# start of DATA SHOWN

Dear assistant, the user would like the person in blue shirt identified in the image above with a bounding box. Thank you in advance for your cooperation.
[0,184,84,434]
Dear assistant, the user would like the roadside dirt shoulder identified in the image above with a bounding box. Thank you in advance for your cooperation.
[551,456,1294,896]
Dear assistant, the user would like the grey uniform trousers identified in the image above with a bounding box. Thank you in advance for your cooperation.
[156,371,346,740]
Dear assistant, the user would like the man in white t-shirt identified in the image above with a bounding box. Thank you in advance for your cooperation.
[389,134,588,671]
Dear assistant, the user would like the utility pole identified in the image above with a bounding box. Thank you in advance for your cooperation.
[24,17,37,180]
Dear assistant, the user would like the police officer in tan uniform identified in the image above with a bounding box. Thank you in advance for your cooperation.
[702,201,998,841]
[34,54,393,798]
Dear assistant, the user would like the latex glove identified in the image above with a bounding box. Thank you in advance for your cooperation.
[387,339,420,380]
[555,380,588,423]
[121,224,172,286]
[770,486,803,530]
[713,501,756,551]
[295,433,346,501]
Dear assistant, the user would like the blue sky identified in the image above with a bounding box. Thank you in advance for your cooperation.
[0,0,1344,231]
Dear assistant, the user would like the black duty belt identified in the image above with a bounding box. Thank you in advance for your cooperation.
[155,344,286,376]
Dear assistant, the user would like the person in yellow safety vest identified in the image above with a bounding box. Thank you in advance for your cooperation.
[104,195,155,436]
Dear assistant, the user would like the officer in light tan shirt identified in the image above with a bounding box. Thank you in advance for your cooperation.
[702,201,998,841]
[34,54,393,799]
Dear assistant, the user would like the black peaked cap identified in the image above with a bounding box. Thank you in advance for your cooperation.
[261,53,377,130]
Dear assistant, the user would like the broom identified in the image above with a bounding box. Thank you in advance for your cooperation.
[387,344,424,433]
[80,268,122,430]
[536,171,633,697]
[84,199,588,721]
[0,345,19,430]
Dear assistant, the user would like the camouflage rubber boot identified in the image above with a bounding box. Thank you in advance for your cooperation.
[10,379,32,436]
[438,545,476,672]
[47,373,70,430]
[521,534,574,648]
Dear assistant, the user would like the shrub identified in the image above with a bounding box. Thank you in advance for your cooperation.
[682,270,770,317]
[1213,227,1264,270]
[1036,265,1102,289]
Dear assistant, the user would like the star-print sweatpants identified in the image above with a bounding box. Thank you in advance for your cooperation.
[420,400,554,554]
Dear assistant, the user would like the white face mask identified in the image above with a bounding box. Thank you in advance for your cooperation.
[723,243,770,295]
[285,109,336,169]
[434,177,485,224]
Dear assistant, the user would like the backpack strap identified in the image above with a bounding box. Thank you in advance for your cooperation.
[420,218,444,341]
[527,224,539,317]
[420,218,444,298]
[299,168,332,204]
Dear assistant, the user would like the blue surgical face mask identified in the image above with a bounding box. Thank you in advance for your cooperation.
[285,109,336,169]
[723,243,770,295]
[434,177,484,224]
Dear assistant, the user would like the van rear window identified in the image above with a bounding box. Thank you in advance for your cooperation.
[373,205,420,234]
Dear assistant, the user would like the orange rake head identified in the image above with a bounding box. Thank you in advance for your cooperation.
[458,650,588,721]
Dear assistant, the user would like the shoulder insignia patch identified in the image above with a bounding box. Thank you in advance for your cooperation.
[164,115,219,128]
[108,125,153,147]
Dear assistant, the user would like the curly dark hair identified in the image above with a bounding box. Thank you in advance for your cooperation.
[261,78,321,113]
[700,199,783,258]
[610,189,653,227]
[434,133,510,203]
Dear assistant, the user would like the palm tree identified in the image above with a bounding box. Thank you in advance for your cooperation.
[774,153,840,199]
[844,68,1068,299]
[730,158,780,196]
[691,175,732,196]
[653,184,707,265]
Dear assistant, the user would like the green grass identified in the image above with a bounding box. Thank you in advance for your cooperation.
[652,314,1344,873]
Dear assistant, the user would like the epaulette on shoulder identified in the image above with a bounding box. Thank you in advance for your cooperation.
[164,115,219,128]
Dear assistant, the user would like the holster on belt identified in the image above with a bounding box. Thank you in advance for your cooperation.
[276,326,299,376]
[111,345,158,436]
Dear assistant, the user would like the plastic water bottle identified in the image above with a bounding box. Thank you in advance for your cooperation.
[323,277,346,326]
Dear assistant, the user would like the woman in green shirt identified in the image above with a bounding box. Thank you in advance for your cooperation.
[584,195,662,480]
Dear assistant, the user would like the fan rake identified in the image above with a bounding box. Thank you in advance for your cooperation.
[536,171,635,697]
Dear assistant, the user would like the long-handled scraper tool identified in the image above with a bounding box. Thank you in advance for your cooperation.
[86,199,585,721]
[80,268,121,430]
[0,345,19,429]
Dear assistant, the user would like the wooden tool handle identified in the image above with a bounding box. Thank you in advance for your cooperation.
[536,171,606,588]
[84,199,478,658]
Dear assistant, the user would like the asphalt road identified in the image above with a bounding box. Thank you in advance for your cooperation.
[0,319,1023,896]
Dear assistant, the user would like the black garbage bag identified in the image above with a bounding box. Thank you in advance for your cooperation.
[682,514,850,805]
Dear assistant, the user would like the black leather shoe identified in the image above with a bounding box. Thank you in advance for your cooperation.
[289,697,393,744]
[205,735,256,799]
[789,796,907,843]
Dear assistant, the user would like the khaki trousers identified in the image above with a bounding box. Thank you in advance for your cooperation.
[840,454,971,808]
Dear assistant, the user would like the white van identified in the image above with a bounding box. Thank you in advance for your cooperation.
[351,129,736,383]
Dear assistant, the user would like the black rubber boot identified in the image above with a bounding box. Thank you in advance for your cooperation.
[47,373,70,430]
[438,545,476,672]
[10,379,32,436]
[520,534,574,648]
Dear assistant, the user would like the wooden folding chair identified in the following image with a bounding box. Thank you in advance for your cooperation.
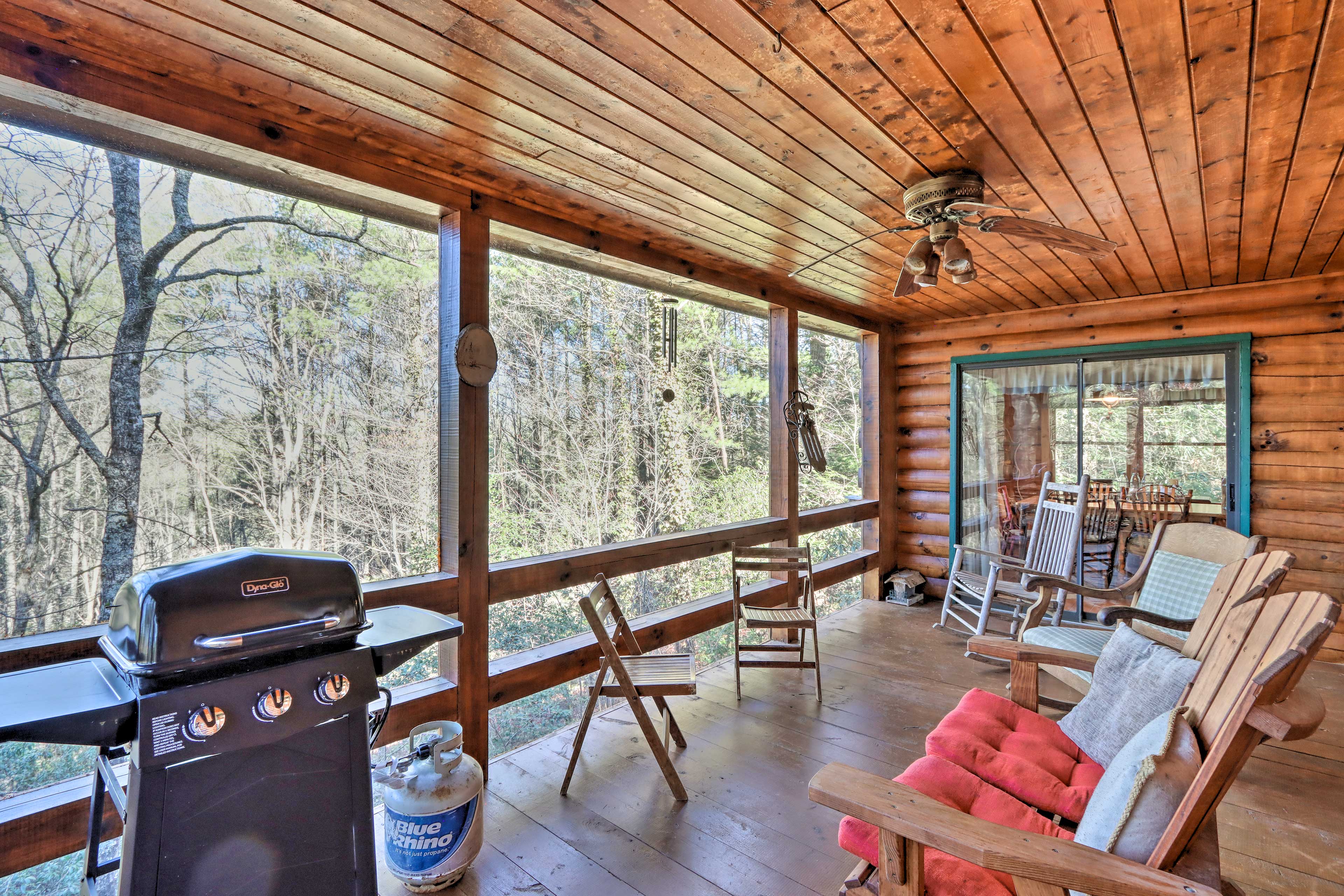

# end of DATA SHOWN

**STATED EXERCISE**
Extract every line above that contains the word "rake".

**RESPONSE FOR THIS EXERCISE**
Dear assistant, the user would like the orange rake head identified in the image above with a bounding box. Thank you in advance for your cooperation.
Dear assistant, the user would like the fan rake identified in the image above with a bounding box. Thank you in advance for your cooperation.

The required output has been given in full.